Provided material:
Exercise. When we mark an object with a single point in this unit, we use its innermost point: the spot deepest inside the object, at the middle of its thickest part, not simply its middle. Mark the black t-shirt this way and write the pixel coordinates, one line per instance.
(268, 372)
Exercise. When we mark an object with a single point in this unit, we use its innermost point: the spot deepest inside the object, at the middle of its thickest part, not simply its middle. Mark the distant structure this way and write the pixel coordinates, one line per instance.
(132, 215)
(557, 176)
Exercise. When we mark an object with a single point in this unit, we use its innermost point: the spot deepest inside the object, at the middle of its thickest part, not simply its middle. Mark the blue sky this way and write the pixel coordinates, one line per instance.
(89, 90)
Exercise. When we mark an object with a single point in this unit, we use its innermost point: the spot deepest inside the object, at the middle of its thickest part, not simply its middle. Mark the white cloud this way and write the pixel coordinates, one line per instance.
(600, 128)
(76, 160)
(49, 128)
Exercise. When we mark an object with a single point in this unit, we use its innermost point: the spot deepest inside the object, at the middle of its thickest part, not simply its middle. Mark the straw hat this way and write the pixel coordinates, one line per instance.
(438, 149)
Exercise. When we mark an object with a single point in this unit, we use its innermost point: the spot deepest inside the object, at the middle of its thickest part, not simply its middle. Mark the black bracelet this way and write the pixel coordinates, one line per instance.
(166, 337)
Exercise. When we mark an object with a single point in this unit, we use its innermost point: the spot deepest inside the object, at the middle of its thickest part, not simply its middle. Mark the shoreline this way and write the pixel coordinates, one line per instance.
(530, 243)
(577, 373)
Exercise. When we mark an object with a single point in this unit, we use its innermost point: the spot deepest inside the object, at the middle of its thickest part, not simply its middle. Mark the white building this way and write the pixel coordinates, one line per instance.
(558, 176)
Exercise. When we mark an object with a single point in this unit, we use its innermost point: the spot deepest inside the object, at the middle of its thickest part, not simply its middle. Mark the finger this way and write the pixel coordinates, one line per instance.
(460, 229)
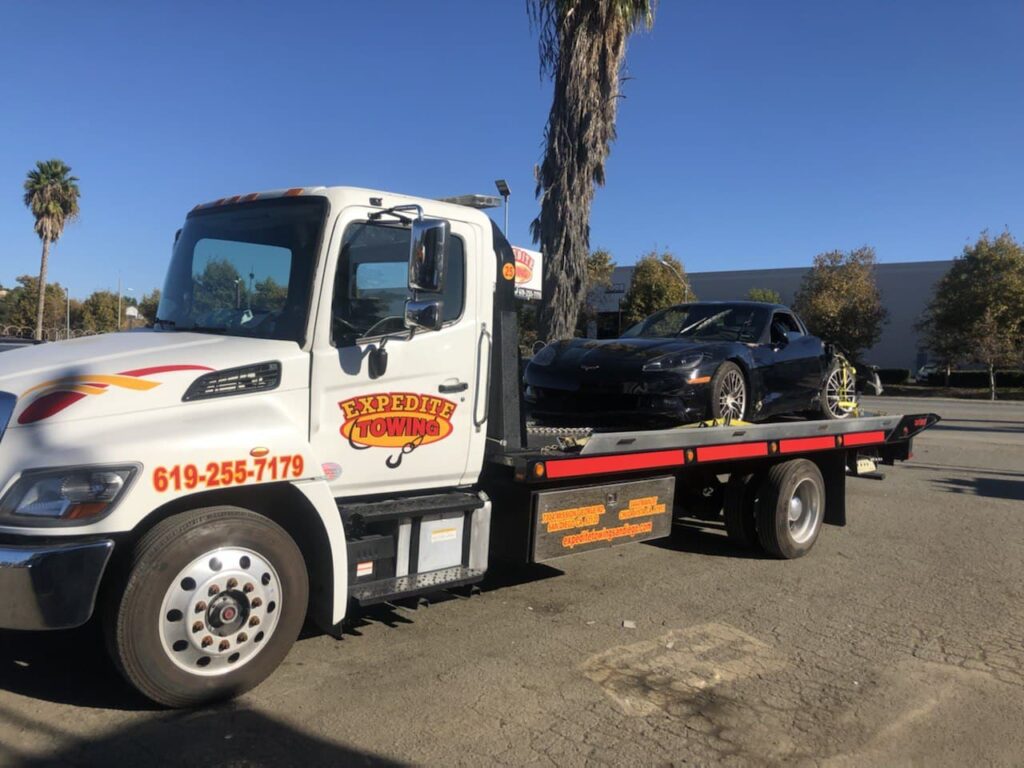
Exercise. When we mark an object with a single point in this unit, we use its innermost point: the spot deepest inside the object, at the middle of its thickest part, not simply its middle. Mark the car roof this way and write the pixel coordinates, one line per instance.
(765, 304)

Exercise goal: Set the data above down again exactly as given, with no pictures.

Full output:
Exercise. When we mark an object with a single point in this unit, we use its innermost point: the spot deepest inside the object, at the middle of its thickest part, not simply its middle. Mark the black t-shirt this way and write the pixel coordinates, one line per instance.
(268, 372)
Exercise. When we mark an object with a single point in this unit, we use its innermost point: the spot deepest inside the object, at the middle of its thickest part, not simply its middle. Mark the distant structure this way and write the pixel coordinates, one line per instance.
(132, 215)
(557, 176)
Exercise. When we mark an object with a single point in this unit, we use its innermost point: the spot deepest inside the object, at the middle of its thickest part, not simply its middle. Mark the blue sky this way and write the pixel coordinates, one line per instance.
(89, 90)
Exercise. When we mark an object with a single point in this unit, we use its innermost point: the spot deepest inside the object, at the middle of its thickest part, not simply its middle. Mark the white cloud this way and write the pixel coordinates, one line per instance.
(600, 128)
(76, 160)
(49, 128)
Exercise. When we mark an object with a single point in this unit, we use its innermost point: the spot deepest inside the object, at the middle of its thickest part, not simply its middle. Mark the straw hat this way and write the pixel coordinates, one line per instance.
(438, 149)
Exercise. When we mark an object with a single point in this unit, we use its innermost point: the spot deepest inside the object, at the middle of its thickest part, not simply its middle. Mark the black bracelet this way and write the pixel coordinates, one line per instance.
(166, 337)
Exercise. When we mark an object with a single point in this unit, we use its innermost point: the spot deepest inside the object, at the middle of its thickest part, not simply its middle. Mark the shoreline this way and write the pixel coordinates, one line per instance.
(530, 243)
(577, 373)
Exercise. When we mark an object with a single point in this unit, we use its innermost point: the spot deepest inside the object, at the middle of its thickest part, not simply its middle. Mark the white building this way and write the pixel coordinates, one line per instance.
(558, 176)
Exercise. When we mark an object with a single point in this unit, we use its innermost point: the spot deepest inside the object, at the middle of its thickest part, not simply its middle. Mark the finger this way and write the pixel coordinates, one line per instance.
(460, 229)
Exercise. When we mark an object with a single point in this unit, we use its innermost point: the spot deepest inside the object, at the middle of its thickest part, not simply its middle. Mark the car roof this way and write the pixel coordinates, one line per instance.
(765, 304)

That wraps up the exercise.